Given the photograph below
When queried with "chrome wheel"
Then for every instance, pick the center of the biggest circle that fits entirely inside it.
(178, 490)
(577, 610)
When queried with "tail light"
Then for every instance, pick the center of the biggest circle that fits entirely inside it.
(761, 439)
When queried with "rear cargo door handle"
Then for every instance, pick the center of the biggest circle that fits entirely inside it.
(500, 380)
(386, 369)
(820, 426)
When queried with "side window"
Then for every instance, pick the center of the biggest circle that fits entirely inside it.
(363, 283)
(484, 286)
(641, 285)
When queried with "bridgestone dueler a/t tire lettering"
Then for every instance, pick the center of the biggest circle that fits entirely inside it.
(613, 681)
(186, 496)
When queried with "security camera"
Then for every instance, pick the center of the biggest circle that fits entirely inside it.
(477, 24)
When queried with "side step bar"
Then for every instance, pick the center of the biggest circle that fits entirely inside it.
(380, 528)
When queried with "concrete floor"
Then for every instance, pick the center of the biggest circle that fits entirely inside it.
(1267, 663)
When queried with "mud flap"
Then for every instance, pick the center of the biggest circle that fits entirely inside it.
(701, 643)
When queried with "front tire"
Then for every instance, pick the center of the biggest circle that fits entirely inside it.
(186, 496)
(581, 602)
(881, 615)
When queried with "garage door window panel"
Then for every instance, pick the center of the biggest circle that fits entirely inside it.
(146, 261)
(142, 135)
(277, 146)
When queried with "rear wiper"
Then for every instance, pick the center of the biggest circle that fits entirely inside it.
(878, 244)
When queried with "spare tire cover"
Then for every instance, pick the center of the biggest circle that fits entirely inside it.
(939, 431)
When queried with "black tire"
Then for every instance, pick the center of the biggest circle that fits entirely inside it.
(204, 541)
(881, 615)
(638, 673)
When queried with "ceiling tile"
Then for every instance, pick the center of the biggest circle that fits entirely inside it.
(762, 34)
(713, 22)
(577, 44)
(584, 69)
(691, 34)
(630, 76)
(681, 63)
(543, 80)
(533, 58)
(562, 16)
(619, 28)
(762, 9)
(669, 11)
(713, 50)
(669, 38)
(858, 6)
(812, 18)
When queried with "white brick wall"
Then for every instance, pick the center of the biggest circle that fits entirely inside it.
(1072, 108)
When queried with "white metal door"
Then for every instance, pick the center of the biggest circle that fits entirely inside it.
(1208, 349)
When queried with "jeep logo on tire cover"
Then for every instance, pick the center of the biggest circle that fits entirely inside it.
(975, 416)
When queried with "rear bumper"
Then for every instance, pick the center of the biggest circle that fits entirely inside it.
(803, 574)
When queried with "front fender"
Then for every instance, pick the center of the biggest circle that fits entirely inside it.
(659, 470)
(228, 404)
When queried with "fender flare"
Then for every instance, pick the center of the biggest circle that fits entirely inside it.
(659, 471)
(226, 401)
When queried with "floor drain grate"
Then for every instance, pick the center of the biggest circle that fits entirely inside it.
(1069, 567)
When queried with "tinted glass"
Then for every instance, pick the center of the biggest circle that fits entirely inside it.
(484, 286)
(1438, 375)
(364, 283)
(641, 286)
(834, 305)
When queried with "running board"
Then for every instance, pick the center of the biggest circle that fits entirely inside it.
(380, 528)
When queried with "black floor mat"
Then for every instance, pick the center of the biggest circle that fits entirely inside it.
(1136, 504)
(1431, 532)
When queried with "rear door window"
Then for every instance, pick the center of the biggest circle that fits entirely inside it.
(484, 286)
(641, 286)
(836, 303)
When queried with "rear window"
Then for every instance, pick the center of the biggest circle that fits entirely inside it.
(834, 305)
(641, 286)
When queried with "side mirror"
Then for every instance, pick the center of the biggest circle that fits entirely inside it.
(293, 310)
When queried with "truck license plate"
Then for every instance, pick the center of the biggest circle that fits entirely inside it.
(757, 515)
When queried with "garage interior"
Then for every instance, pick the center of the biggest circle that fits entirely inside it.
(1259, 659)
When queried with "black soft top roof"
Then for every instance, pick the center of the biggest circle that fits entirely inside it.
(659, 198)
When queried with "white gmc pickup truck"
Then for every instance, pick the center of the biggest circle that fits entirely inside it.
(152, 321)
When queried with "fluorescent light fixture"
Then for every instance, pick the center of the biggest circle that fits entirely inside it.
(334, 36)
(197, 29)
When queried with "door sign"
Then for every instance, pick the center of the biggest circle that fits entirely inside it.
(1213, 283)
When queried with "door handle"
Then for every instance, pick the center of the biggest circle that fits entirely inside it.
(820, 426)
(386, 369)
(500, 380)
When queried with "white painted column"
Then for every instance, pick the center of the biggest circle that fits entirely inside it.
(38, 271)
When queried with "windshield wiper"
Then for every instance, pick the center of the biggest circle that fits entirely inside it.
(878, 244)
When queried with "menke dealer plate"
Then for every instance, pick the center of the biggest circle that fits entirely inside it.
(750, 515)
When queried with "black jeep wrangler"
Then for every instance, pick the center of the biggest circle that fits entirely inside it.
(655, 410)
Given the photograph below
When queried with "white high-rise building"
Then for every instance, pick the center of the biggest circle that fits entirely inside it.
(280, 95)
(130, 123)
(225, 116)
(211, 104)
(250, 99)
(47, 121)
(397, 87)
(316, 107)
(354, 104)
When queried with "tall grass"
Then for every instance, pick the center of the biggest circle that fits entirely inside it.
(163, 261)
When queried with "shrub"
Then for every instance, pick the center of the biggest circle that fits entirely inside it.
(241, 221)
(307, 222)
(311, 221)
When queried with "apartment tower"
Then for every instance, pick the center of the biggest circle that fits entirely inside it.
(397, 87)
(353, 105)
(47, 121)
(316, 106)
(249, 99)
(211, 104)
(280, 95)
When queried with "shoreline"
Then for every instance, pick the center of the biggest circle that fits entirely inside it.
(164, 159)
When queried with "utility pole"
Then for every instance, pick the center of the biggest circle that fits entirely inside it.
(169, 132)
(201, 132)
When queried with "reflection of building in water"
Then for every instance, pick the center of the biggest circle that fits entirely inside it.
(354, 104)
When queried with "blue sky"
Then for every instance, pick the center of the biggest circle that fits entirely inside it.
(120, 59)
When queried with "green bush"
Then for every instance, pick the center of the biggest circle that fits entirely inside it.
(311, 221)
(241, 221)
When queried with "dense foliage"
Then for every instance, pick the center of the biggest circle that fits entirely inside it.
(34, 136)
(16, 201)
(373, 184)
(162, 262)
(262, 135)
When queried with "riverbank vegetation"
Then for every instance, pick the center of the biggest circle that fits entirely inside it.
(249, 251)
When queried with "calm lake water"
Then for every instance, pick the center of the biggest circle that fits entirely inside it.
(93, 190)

----

**Objective:** Every line from the one containing "of building in" through the end of the data must be repeated exactly, and no other line.

**Full output:**
When queried with "reflection of building in water"
Then for every instance, pick the center of the biggest circle that fits entirely inside it.
(354, 104)
When queried with "blue sky"
Then for every instance, pick the center of the biggest circle that fits entirely inside it.
(120, 59)
When queried with "green bush"
Then for every instance, pick the center of the biggest circle that fits entirely inside it.
(311, 221)
(241, 221)
When queried with "dense foliage"
Then for every instance, pick the center of the biggest circle that fits entirely inside it.
(34, 136)
(16, 201)
(373, 184)
(162, 262)
(262, 135)
When queried with "riverbank vegetation"
Then for every instance, pick the center of the biggest circle that fits entirely inside it.
(249, 251)
When queried with "calm lake water"
Then for every instance, pick the center of the biggest circle that fits entirely inside it.
(93, 190)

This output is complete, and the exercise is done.